* PROBLÈME POSÉ A: Les affirmations suivantes concordent-elles avec le texte sur le missel de Pie V ? (i) Jusqu'au XIe siècle au moins, la messe se disait à l'aide d'un sacramentaire. (ii) Le missel est apparu au XIe siècle. (iii) Le missel dit de Saint Pie V est la messe du concile de Trente. Pour chacune, répondez par oui ou par non en citant les mots décisifs du texte.
————
Dans cet exposé, nous établirons une brève archéologie d'un missel qui puise ses racines au coeur même du Moyen-Age, avant de montrer comment il remplit parfaitement son rôle d'instrument de contre-réforme face à la problématique avancée entre autres par le protestantisme, puis nous examinerons dans quelle mesure le missel promulgué par Pie V est un instrument parfait de Réforme catholique parce qu'il s'impose d'autorité mais qu'il répond aussi à une attente. La conclusion tentera de répondre au problème que nous avons posé: le missel dit de Saint Pie V est un exemple emblématique de ce que fut la Contre Réforme catholique issue de Trente mais ce n'est ni la messe du concile de Trente, ni celle de Saint Pie V.
vant le concile de Trente, aussi loin qu'on puisse remonter dans l'histoire du Moyen-Age, c'est la diversité liturgique notamment en matière de liturgie eucharistique qui s'impose. Diversité est d'abord synonyme de liberté et de richesse. Chaque diocèse, chaque ordre religieux, possède ses sacramentaires et cérémoniaux qui sont bien souvent placés sous l'autorité des évêques.
Jusqu'au XIème siècle au moins, la messe se dit à l'aide d'un sacramentaire. Au XIIIème siècle, le missel apparaît pour tenter de canaliser une diversité grandissante qui va s'accentuer avec le grand schisme d'Orient, l'exil de la papauté en Avignon et la Renaissance . C'est ainsi que naissent des rites qui connaîtront encore au-delà du concile de Trente une grande renommée et qui existent encore de nos jours: rite ambroisien de l'Eglise de Milan, liturgie mozarabe des chrétiens vivant en Espagne (messe wisigothe), rite gallican en France, rite lyonnais, rite dominicain, rite romain, rite cartusien...
Pour des raisons politiques d'alliance avec le Saint-Siège, Charlemagne contribua à la diffusion des usages liturgiques romains, en officialisant le sacramentaire romain appelé Hadrianum, il sera presque partout en usage à la fin du XIème siècle.
————
* PROBLÈME POSÉ B: Pouvez-vous transcrire en liste JSON de chaînes, à raison d'une chaîne par ligne et sans les lignes vides, tout ce qui va, dans les enregistrements, de la ligne contenant « woman with sunglasses » jusqu'à celle contenant « point(440, 79) », ces deux lignes comprises ?
————
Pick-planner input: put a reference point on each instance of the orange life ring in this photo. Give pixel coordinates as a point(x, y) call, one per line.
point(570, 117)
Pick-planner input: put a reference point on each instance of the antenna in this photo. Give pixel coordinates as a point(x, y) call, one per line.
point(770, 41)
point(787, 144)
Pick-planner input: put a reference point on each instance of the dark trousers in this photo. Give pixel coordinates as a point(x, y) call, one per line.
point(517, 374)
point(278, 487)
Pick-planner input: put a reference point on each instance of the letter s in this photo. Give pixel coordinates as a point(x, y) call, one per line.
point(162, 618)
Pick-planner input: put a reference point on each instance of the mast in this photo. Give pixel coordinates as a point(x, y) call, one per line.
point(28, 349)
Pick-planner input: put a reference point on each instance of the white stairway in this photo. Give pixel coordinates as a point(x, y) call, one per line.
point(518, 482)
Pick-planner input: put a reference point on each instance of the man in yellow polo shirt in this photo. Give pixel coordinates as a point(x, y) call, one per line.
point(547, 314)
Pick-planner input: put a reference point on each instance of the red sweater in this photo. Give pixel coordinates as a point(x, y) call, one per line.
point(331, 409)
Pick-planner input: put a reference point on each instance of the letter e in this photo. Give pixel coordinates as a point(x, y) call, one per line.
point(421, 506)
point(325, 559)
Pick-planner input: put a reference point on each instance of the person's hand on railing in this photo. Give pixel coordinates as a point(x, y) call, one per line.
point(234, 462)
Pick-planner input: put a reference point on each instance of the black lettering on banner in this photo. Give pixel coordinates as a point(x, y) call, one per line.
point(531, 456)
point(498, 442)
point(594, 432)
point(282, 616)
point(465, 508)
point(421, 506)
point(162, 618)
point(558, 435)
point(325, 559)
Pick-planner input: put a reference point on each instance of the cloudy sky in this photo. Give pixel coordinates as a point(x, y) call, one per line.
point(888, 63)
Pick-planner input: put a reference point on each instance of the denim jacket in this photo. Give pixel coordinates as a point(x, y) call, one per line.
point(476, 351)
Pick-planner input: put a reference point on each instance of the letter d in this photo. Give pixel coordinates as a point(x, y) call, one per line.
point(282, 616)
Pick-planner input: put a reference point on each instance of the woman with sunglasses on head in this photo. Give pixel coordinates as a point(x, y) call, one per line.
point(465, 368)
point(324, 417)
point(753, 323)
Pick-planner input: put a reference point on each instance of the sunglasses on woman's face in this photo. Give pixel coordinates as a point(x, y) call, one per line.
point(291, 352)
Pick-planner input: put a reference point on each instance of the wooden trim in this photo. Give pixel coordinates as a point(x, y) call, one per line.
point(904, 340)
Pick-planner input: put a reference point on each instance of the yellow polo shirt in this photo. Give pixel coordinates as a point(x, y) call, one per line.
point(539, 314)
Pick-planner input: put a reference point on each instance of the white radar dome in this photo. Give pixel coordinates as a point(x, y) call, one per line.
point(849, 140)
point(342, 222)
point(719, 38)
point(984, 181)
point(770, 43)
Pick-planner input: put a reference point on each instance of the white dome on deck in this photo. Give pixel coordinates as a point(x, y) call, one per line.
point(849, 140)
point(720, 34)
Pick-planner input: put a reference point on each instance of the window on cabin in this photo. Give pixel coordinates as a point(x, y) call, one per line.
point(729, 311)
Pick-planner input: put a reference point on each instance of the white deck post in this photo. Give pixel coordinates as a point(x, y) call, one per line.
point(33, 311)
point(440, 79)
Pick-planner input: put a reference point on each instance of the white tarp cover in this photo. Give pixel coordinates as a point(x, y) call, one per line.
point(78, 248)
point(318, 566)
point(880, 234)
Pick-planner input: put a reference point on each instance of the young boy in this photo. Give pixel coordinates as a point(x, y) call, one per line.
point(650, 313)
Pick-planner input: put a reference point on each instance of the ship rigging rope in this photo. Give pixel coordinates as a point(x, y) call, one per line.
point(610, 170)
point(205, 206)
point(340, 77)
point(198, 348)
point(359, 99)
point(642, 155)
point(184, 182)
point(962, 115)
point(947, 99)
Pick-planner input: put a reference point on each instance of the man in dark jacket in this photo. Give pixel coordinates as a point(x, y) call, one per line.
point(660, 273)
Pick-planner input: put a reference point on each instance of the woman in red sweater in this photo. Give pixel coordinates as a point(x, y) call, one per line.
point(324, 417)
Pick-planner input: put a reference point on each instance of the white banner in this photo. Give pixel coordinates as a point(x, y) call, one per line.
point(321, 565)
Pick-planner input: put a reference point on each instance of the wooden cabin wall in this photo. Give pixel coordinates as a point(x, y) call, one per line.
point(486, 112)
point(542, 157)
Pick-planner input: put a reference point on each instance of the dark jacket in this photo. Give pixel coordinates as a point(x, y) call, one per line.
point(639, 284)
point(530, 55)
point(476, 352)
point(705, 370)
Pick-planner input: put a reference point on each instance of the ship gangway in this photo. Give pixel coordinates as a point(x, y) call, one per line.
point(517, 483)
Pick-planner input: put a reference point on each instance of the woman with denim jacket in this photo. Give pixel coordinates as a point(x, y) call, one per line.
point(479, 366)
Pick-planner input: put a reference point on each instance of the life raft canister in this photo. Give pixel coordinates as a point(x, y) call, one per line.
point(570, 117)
————
* RÉPONSE RÉDIGÉE A:
(i) Oui : « Jusqu'au XIème siècle au moins, la messe se dit à l'aide d'un sacramentaire. »
(ii) Non : « Au XIIIème siècle, le missel apparaît »
(iii) Non : « ce n'est ni la messe du concile de Trente, ni celle de Saint Pie V »

* RÉPONSE RÉDIGÉE B:
[
  "Pick-planner input: put a reference point on each instance of the woman with sunglasses on head in this photo. Give pixel coordinates as a point(x, y) call, one per line.",
  "point(465, 368)",
  "point(324, 417)",
  "point(753, 323)",
  "Pick-planner input: put a reference point on each instance of the sunglasses on woman's face in this photo. Give pixel coordinates as a point(x, y) call, one per line.",
  "point(291, 352)",
  "Pick-planner input: put a reference point on each instance of the wooden trim in this photo. Give pixel coordinates as a point(x, y) call, one per line.",
  "point(904, 340)",
  "Pick-planner input: put a reference point on each instance of the yellow polo shirt in this photo. Give pixel coordinates as a point(x, y) call, one per line.",
  "point(539, 314)",
  "Pick-planner input: put a reference point on each instance of the white radar dome in this photo. Give pixel coordinates as a point(x, y) call, one per line.",
  "point(849, 140)",
  "point(342, 222)",
  "point(719, 38)",
  "point(984, 181)",
  "point(770, 43)",
  "Pick-planner input: put a reference point on each instance of the white dome on deck in this photo. Give pixel coordinates as a point(x, y) call, one per line.",
  "point(849, 140)",
  "point(720, 34)",
  "Pick-planner input: put a reference point on each instance of the window on cabin in this photo. Give pixel coordinates as a point(x, y) call, one per line.",
  "point(729, 311)",
  "Pick-planner input: put a reference point on each instance of the white deck post in this photo. Give pixel coordinates as a point(x, y) call, one per line.",
  "point(33, 311)",
  "point(440, 79)"
]